▶ [Extrait]
--*--
(Moscou) Un tribunal de Moscou a prolongé jeudi de trois mois la détention provisoire du journaliste américain Evan Gershkovich, arrêté fin mars en Russie pour « espionnage », une accusation qu’il rejette.

« La période de détention est prolongée de trois mois […] jusqu’au 30 novembre », a indiqué dans un communiqué le service de presse du tribunal Lefortovski.

Son employeur, le Wall Street Journal, a dans la foulée dénoncé la décision.

« Nous sommes très déçus qu’il soit détenu arbitrairement et à tort pour avoir fait son travail de journaliste », a déclaré le quotidien américain dans un communiqué.

« Les accusations sans fondement contre lui sont catégoriquement fausses et nous continuons de plaider pour sa libération immédiate. Le journalisme n’est pas un crime », poursuit le Wall Street Journal.

La diplomatie américaine a également appelé à la libération immédiate du journaliste.

« Les accusations contre Evan Gershkovich sont sans fondement. Une nouvelle fois, nous appelons la Russie à libérer immédiatement Evan », a déclaré un porte-parole du département d’État.

À Berlin, la ministre allemande des Affaires étrangères Annalena Baerbock a également dénoncé lors d’une conférence de presse la décision, qui reflète selon elle « la violence brutale » du système russe, où « il n’y a pas de procès juste ».

Le Comité pour la protection des journalistes (CPJ), basé à New York, a exhorté de son côté la Russie « à cesser les poursuites contre la presse pour (son) travail ».

« Chaque nouvelle prolongation de la détention d’Evan Gershkovich est un coup porté à la liberté de la presse en Russie, et une attaque contre le travail des correspondants étrangers dans le pays », a déclaré dans un communiqué un responsable du CPJ, Carlos Martinez de la Serna.

Sans précédent

La presse n’a pas été autorisée à assister à l’audience d’Evan Gershkovich, qui s’est tenue à huis clos. L’une de ses avocates est sortie du tribunal sans faire de commentaires, selon une correspondante de l’AFP sur place.

La prolongation de sa détention était quasi-certaine, la justice russe ne remettant que très rarement en liberté des personnes incarcérées dans l’attente de leur procès pour des accusations aussi graves.

Evan Gershkovich avait été arrêté par les services de sécurité russes lors d’un reportage à Ekaterinbourg, dans l’Oural, le 29 mars dernier.
--*--
▶ [Entrées fournies]

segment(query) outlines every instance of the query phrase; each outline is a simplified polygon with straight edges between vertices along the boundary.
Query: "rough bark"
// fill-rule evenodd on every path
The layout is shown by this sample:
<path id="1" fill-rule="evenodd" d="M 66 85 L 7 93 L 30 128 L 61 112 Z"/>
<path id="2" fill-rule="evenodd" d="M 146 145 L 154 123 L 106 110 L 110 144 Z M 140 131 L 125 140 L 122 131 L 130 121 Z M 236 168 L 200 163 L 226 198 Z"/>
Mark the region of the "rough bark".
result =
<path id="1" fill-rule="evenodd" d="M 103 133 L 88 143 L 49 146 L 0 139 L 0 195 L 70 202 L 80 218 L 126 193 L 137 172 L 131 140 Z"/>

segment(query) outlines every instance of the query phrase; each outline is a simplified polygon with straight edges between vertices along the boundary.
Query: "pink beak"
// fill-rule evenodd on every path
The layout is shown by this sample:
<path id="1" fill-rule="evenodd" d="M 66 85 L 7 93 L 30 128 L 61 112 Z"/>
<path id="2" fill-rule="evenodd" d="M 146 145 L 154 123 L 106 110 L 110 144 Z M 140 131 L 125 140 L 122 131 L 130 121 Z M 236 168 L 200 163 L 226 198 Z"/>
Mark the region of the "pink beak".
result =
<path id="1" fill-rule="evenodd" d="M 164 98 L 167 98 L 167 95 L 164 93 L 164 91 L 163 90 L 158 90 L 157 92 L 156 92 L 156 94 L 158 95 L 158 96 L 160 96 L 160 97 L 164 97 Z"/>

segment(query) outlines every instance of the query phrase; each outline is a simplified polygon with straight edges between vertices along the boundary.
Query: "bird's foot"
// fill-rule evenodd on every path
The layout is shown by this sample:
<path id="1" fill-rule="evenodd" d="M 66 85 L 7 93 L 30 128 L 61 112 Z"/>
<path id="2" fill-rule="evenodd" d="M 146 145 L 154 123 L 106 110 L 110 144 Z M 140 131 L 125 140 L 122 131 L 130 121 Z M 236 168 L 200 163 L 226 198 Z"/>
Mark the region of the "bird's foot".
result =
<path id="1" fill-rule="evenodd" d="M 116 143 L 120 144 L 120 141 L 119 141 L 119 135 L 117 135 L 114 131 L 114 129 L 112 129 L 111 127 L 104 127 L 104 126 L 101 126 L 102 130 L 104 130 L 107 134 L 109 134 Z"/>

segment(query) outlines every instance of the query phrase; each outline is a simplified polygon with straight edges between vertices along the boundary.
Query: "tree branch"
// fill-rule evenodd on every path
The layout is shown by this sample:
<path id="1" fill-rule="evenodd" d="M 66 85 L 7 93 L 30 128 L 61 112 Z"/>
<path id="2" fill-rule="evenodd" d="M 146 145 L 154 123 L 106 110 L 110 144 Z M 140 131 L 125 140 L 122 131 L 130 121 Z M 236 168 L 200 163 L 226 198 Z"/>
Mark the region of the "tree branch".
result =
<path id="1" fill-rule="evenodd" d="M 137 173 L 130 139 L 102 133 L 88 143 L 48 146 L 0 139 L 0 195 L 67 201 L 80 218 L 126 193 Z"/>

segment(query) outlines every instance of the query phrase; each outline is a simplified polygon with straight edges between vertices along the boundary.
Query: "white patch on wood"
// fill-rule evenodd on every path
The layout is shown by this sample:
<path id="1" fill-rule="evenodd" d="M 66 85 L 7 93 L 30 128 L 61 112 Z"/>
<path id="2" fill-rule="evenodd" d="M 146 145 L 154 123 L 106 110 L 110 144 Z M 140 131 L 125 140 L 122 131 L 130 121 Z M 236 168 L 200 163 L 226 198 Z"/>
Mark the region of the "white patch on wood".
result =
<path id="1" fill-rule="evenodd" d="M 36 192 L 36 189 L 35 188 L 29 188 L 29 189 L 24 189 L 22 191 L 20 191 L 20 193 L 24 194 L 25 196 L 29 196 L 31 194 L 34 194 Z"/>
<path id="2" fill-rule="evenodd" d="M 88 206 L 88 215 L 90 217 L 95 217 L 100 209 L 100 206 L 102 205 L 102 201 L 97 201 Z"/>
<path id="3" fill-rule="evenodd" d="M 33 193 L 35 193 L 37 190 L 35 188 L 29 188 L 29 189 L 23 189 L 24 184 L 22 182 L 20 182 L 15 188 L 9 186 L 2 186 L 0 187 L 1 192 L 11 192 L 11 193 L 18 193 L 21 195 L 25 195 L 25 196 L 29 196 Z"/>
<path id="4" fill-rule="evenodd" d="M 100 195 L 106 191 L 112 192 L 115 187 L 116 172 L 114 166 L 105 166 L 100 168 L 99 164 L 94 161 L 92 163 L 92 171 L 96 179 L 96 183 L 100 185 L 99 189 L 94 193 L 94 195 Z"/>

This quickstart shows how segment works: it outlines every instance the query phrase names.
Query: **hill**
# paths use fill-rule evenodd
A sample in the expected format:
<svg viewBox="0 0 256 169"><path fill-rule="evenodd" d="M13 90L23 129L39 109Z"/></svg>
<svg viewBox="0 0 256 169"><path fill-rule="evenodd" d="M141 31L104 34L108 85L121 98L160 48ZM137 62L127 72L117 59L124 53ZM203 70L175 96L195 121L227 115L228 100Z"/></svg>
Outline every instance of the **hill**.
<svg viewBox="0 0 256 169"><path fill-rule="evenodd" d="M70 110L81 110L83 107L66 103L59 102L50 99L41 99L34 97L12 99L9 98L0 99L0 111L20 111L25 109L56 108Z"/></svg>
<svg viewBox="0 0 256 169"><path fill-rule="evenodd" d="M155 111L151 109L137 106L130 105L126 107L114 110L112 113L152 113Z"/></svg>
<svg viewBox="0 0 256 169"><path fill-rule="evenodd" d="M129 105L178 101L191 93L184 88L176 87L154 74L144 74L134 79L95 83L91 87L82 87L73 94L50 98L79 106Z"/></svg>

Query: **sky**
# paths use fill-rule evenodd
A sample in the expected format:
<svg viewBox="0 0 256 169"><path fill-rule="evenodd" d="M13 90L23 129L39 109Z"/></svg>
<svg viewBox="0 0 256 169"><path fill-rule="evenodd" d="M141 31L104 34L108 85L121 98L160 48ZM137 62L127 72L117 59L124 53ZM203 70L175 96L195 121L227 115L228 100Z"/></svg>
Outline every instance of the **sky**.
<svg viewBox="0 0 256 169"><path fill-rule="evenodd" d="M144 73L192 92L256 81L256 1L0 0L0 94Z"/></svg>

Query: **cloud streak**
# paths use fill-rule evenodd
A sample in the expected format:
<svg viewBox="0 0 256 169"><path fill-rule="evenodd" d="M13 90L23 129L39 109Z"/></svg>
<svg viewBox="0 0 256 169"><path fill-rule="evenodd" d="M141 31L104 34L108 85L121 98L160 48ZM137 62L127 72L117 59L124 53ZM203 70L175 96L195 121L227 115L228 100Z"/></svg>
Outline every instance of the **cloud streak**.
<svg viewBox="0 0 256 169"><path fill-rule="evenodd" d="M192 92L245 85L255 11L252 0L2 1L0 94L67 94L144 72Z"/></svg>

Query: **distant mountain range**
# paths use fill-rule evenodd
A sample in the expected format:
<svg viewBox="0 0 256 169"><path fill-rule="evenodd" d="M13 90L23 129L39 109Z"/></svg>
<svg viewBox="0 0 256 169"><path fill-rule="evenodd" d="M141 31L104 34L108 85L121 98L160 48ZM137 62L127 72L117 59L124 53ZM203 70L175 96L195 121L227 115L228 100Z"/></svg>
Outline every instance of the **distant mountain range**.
--*--
▶ [Problème A] Dans l'article sur la détention d'Evan Gershkovich, jusqu'à quelle date le tribunal Lefortovski a-t-il prolongé sa détention provisoire ?
▶ [Problème B] Rédigez la suite de l'article sur la détention d'Evan Gershkovich en reprenant après sa dernière phrase, s'il vous plaît.

▶ [Résultat A] Jusqu'au 30 novembre.

▶ [Résultat B]
Il est depuis détenu dans la prison de Lefortovo à Moscou, utilisée par les services de sécurité russes (FSB) pour maintenir les prisonniers dans une solitude quasi totale.

L’incarcération d’un journaliste étranger dûment accrédité par les autorités russes est sans précédent depuis l’époque soviétique.

Âgé de 31 ans, ce reporter respecté, qui a aussi travaillé pour l’AFP à Moscou par le passé, est accusé d’espionnage, un crime passible de 20 ans de prison, mais il rejette ces accusations, tout comme Washington, son journal, ses proches et sa famille.  

La Russie n’a jamais étayé ses accusations ni apporté publiquement d’éléments de preuve, et l’ensemble de la procédure a été classée secrète. Aucune date pour son procès n’a été avancée pour l’heure.

En bonne santé

Son arrestation s’inscrit dans le contexte des graves tensions diplomatiques entre les États-Unis et la Russie, provoquées par le conflit en Ukraine. Washington soutient Kyiv militairement et financièrement face à Moscou.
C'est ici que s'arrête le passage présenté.